** Excerpt to read follows **

Chillrud L, Benavides J, Gibson E, Zhang J, Yan J, Wright J, Goldsmith J, Kioumourtzoglou M (2025). pcpr: Principal Component Pursuit for Environmental Epidemiology. R package version 1.0.0, https://columbia-prime.github.io/pcpr/, https://github.com/Columbia-PRIME/pcpr.

@Manual{,
  title = {pcpr: Principal Component Pursuit for Environmental Epidemiology},
  author = {Lawrence G. Chillrud and Jaime Benavides and Elizabeth A. Gibson and Junhui Zhang and Jingkai Yan and John N. Wright and Jeff Goldsmith and Marianthi-Anna Kioumourtzoglou},
  year = {2025},
  note = {R package version 1.0.0, https://github.com/Columbia-PRIME/pcpr},
  url = {https://columbia-prime.github.io/pcpr/},
}

Please also cite Gibson et al. (2022).

This work was supported by NIEHS PRIME R01 ES028805.

Special thanks to Sophie Calhoun for designing pcpr’s logo!

Usage

# In the below example, we simulate a simple mixtures model and run PCP,
# comparing it's performance to that of PCA. For an in depth example with
# simulated data, see vignette("pcp-quickstart"). For more realistic
# PCP usage, check out vignette("pcp-applied").

# Simulate an environmental mixture
data <- sim_data(
  n = 100, p = 10, r = 3,
  sparse_nonzero_idxs = seq(1, 1000, 101),
  sigma = 0.05
)
D <- data$D # Observed matrix
L_0 <- data$L # Ground truth low-rank matrix
S_0 <- data$S # Ground truth sparse matrix
Z_0 <- data$Z # Ground truth noise matrix

# Simulate a limit of detection for each chemical in mixture
lod_info <- sim_lod(D, q = 0.1)
D_lod <- lod_info$D_tilde
lod <- lod_info$lod

# Simulate missing observations
corrupted_data <- sim_na(D_lod, perc = 0.05)
D_tilde <- corrupted_data$D_tilde

# Finish simulating LOD by imputing values < LOD with LOD/sqrt(2)
lod_root2 <- matrix(
  lod / sqrt(2),
  nrow = nrow(D_tilde),
  ncol = ncol(D_tilde), byrow = TRUE
)
lod_idxs <- which(lod_info$tilde_mask == 1)
D_tilde[lod_idxs] <- lod_root2[lod_idxs]

# Run grid search to obtain optimal r, eta parameters
# (Not shown here to save space, see vignette("pcp-quickstart")
# for full example which obtains r = 3, eta = 0.224)
r_star <- 3
eta_star <- 0.224

# Run non-convex PCP to estimate L, S from D_tilde
pcp_model <- rrmc(D_tilde, r = r_star, eta = eta_star, LOD = lod)

** End of Excerpt to read **

Check your understanding:
(1) Duplicate the pcpr excerpt word for word, starting at "Chillrud L, Benavides" and ending at "Gibson et al. (2022).".
(2) Translate this sentence from the pcpr excerpt into Spanish: "This work was supported by NIEHS PRIME R01 ES028805."

** Dataset extract follows **

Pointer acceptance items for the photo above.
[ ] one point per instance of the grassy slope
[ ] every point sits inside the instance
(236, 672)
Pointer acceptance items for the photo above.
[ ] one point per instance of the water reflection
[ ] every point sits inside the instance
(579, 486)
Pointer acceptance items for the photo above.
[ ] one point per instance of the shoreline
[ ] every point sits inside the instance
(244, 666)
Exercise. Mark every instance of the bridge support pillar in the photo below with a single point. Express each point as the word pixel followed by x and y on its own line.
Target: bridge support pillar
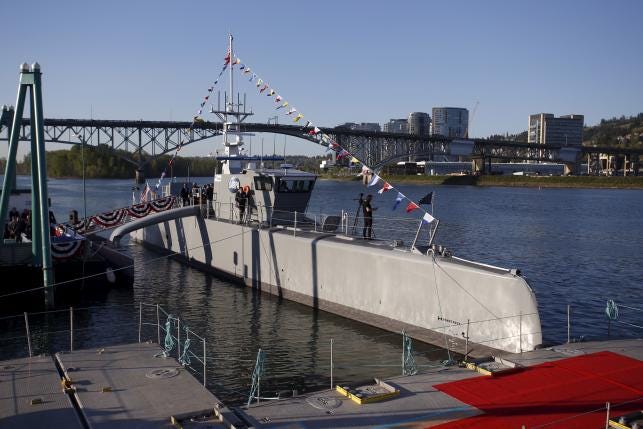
pixel 140 176
pixel 635 164
pixel 571 168
pixel 478 165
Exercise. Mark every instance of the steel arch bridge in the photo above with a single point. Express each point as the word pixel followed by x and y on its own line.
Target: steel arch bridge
pixel 145 140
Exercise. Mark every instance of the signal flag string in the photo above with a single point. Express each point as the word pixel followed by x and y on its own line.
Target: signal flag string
pixel 324 139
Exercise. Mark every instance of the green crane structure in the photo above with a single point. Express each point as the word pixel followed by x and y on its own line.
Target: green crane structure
pixel 31 85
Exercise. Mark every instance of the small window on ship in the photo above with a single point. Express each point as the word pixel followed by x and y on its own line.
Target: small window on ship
pixel 263 183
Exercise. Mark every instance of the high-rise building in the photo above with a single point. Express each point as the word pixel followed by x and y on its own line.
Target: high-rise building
pixel 419 123
pixel 364 126
pixel 566 130
pixel 450 121
pixel 397 126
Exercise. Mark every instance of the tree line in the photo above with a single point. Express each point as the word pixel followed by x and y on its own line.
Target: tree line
pixel 104 163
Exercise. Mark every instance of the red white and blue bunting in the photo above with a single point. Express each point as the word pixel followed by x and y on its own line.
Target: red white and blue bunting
pixel 119 216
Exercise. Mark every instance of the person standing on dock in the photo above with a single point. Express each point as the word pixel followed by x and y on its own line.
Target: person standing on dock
pixel 209 194
pixel 185 195
pixel 367 210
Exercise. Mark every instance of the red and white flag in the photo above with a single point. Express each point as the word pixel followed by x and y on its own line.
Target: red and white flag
pixel 411 206
pixel 385 188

** End of Dataset extract **

Solutions to the tasks:
(1)
Chillrud L, Benavides J, Gibson E, Zhang J, Yan J, Wright J, Goldsmith J, Kioumourtzoglou M (2025). pcpr: Principal Component Pursuit for Environmental Epidemiology. R package version 1.0.0, https://columbia-prime.github.io/pcpr/, https://github.com/Columbia-PRIME/pcpr.

@Manual{,
  title = {pcpr: Principal Component Pursuit for Environmental Epidemiology},
  author = {Lawrence G. Chillrud and Jaime Benavides and Elizabeth A. Gibson and Junhui Zhang and Jingkai Yan and John N. Wright and Jeff Goldsmith and Marianthi-Anna Kioumourtzoglou},
  year = {2025},
  note = {R package version 1.0.0, https://github.com/Columbia-PRIME/pcpr},
  url = {https://columbia-prime.github.io/pcpr/},
}

Please also cite Gibson et al. (2022).

(2) Este trabajo contó con el apoyo de NIEHS PRIME R01 ES028805.